— start Material provided —
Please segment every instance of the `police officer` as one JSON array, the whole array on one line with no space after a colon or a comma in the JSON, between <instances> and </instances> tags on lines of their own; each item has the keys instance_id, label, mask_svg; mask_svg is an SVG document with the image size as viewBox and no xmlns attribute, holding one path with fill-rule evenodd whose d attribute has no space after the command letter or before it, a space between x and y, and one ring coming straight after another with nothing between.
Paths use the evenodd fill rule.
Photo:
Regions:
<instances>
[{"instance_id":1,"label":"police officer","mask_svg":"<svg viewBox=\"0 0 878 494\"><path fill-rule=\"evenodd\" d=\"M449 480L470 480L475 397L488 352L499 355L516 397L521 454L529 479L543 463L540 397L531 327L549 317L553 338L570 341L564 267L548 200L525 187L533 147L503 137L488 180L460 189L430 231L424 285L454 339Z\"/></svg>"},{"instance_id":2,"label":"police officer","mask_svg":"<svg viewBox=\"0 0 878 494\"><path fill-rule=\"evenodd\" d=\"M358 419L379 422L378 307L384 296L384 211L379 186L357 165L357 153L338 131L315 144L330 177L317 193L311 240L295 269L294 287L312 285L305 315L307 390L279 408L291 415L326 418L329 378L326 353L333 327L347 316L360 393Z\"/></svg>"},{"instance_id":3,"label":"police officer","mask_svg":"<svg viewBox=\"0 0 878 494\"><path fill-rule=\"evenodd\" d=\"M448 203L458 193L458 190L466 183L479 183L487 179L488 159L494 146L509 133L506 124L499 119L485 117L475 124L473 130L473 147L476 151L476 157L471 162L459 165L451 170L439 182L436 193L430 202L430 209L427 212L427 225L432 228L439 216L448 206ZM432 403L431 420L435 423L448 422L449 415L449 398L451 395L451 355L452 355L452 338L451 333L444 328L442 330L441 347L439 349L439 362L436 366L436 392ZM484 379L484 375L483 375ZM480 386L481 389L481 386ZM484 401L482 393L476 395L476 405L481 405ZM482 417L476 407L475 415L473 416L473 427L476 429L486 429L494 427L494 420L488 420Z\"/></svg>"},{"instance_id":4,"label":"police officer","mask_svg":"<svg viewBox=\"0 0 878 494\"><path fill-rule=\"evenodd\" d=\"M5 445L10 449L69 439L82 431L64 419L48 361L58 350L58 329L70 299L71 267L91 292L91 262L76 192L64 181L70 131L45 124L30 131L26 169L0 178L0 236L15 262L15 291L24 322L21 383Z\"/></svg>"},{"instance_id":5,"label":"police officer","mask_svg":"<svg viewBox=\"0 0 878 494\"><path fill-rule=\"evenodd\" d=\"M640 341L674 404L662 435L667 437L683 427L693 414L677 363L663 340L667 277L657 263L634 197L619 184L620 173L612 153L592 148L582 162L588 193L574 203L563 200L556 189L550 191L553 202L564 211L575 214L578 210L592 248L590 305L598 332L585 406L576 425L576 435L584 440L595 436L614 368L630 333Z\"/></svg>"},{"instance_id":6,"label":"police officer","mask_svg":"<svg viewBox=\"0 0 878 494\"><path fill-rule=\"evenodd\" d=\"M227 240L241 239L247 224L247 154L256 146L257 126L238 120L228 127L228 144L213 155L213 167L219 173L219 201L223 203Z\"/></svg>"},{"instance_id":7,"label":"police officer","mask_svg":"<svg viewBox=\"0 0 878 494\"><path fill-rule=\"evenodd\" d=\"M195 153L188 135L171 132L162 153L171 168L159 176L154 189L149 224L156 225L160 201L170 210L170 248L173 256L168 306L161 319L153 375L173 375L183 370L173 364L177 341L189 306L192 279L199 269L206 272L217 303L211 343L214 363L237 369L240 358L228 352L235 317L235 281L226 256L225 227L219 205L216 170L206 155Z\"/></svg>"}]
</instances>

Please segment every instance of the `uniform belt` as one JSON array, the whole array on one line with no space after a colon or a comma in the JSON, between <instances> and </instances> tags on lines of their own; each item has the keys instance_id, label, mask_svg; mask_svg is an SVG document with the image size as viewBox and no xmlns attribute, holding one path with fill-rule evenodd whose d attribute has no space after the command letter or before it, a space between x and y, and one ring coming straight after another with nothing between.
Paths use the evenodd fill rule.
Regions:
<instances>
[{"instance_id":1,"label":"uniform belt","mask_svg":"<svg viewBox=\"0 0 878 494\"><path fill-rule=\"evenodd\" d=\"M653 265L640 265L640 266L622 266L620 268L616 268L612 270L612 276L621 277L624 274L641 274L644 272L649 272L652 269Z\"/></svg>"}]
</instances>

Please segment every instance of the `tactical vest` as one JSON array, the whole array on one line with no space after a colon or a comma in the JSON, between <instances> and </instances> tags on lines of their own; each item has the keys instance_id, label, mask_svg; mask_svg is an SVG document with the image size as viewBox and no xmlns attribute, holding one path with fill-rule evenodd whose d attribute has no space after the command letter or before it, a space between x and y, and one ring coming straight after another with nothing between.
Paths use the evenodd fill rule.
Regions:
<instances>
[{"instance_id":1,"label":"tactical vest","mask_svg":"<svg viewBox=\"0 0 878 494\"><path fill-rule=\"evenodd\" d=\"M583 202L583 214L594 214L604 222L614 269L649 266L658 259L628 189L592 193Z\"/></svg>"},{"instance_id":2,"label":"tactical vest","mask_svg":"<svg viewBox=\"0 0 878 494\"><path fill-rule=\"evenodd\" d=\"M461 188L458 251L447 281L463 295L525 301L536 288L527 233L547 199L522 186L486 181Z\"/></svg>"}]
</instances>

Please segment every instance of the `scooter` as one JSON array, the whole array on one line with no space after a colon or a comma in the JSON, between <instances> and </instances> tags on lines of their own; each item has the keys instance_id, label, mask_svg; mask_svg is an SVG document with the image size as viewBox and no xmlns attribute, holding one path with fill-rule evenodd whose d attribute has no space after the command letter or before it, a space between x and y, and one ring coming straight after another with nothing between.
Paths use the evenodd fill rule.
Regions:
— end Material provided —
> _Task details_
Reproduce the data in full, exactly as presented.

> _Answer to this problem_
Please segment every instance of the `police officer` as one JSON array, the whole array on one line with no space after a colon or a comma in the JSON, between <instances> and </instances> tags on lines of their own; each item has the keys instance_id, label, mask_svg; mask_svg is an SVG document with the image size as viewBox and no xmlns attribute, holding one path with fill-rule evenodd whose d attribute has no space after the command letter or before it, a space between x and y, and one ring coming straight after another with nothing between.
Paths use the evenodd fill rule.
Photo:
Regions:
<instances>
[{"instance_id":1,"label":"police officer","mask_svg":"<svg viewBox=\"0 0 878 494\"><path fill-rule=\"evenodd\" d=\"M449 480L470 480L475 397L488 352L499 355L516 397L521 454L529 479L543 463L540 397L531 327L549 317L553 338L570 341L564 267L548 200L525 187L533 147L503 137L488 180L460 189L430 231L424 285L454 339Z\"/></svg>"},{"instance_id":2,"label":"police officer","mask_svg":"<svg viewBox=\"0 0 878 494\"><path fill-rule=\"evenodd\" d=\"M358 419L379 422L378 307L384 296L384 211L379 186L357 165L357 153L338 131L315 144L330 177L317 193L311 240L295 269L294 287L312 285L305 315L307 390L279 408L291 415L326 418L329 378L326 353L333 327L347 316L360 393Z\"/></svg>"},{"instance_id":3,"label":"police officer","mask_svg":"<svg viewBox=\"0 0 878 494\"><path fill-rule=\"evenodd\" d=\"M448 203L458 193L458 190L466 183L479 183L487 179L488 159L494 146L509 133L506 124L499 119L485 117L475 124L473 130L473 147L476 151L476 157L471 162L459 165L451 170L439 182L436 193L430 202L430 209L427 212L427 225L432 228L439 216L448 206ZM432 403L431 420L435 423L448 422L449 415L449 398L451 395L451 355L452 355L452 338L451 333L444 328L442 330L441 347L439 349L439 362L436 366L436 392ZM484 379L484 375L483 375ZM480 386L481 389L481 386ZM484 401L482 393L476 395L476 405L481 405ZM482 417L476 407L475 415L473 416L473 427L476 429L486 429L494 427L494 420L488 420Z\"/></svg>"},{"instance_id":4,"label":"police officer","mask_svg":"<svg viewBox=\"0 0 878 494\"><path fill-rule=\"evenodd\" d=\"M5 445L10 449L69 439L82 431L64 419L48 361L58 350L58 329L70 299L71 267L91 292L91 262L76 192L64 181L70 131L45 124L30 131L26 169L0 178L0 236L15 262L15 291L24 322L21 383Z\"/></svg>"},{"instance_id":5,"label":"police officer","mask_svg":"<svg viewBox=\"0 0 878 494\"><path fill-rule=\"evenodd\" d=\"M640 341L674 404L662 435L667 437L683 427L693 414L677 363L663 340L667 277L657 263L634 197L619 184L620 173L612 153L592 148L582 162L588 193L574 203L563 200L556 189L550 191L553 202L564 211L575 214L578 210L592 248L590 305L598 332L585 406L576 425L576 435L584 440L595 436L614 368L630 333Z\"/></svg>"},{"instance_id":6,"label":"police officer","mask_svg":"<svg viewBox=\"0 0 878 494\"><path fill-rule=\"evenodd\" d=\"M227 240L241 239L247 224L247 154L256 146L257 126L238 120L228 127L228 144L213 155L213 167L219 173L219 201L223 203Z\"/></svg>"},{"instance_id":7,"label":"police officer","mask_svg":"<svg viewBox=\"0 0 878 494\"><path fill-rule=\"evenodd\" d=\"M195 153L188 135L171 132L162 153L171 168L159 176L154 189L149 224L156 225L160 201L170 210L170 248L173 256L168 306L161 319L153 375L173 375L183 370L173 364L177 341L189 306L192 279L199 269L206 272L217 303L211 343L214 363L237 369L240 358L228 352L235 317L235 281L226 256L225 227L219 205L216 170L206 155Z\"/></svg>"}]
</instances>

Please segment every instance of the `uniform belt` as one JSON array, the whole array on one line with no space after a colon or a comma in the JSON, between <instances> and </instances> tags on lines of their own; each item has the keys instance_id, label, mask_svg; mask_svg is an SVG document with the image size as viewBox and no xmlns attribute, holding one path with fill-rule evenodd whose d attribute has no space after the command letter or before it, a space between x and y, and one ring coming straight after another with nothing between.
Paths use the evenodd fill rule.
Regions:
<instances>
[{"instance_id":1,"label":"uniform belt","mask_svg":"<svg viewBox=\"0 0 878 494\"><path fill-rule=\"evenodd\" d=\"M653 265L640 265L640 266L622 266L620 268L616 268L612 270L612 276L621 277L624 274L641 274L644 272L649 272L652 269Z\"/></svg>"}]
</instances>

Please segment every instance of the `tactical vest` as one JSON array, the whole array on one line with no space after a colon or a comma in the JSON, between <instances> and </instances> tags on lines of their own; each item has the keys instance_id, label, mask_svg; mask_svg is an SVG document with the image size as viewBox and no xmlns attribute, holding one path with fill-rule evenodd whose d attribute has no space after the command letter or before it, a space between x and y, and one ring coming straight after another with nothing between.
Paths use the evenodd fill rule.
Regions:
<instances>
[{"instance_id":1,"label":"tactical vest","mask_svg":"<svg viewBox=\"0 0 878 494\"><path fill-rule=\"evenodd\" d=\"M583 202L583 214L594 214L604 222L614 269L649 266L658 259L628 189L592 193Z\"/></svg>"},{"instance_id":2,"label":"tactical vest","mask_svg":"<svg viewBox=\"0 0 878 494\"><path fill-rule=\"evenodd\" d=\"M461 188L458 251L447 281L463 295L525 301L536 288L527 233L547 199L522 186L486 181Z\"/></svg>"}]
</instances>

Please segment every instance of the `scooter` as one JSON array, the whole array on one line with no space after a colon or a comma in the JSON, between <instances> and </instances> tags on lines of their own; each item has the keys instance_id, label, mask_svg; mask_svg is an SVG document with the image size as viewBox and no xmlns attribute, holding one path with fill-rule evenodd whose d attribute has no space after the command letter or before it, a space between x and y, and one ring coming straight after another with nothing between.
Paths use the evenodd fill rule.
Regions:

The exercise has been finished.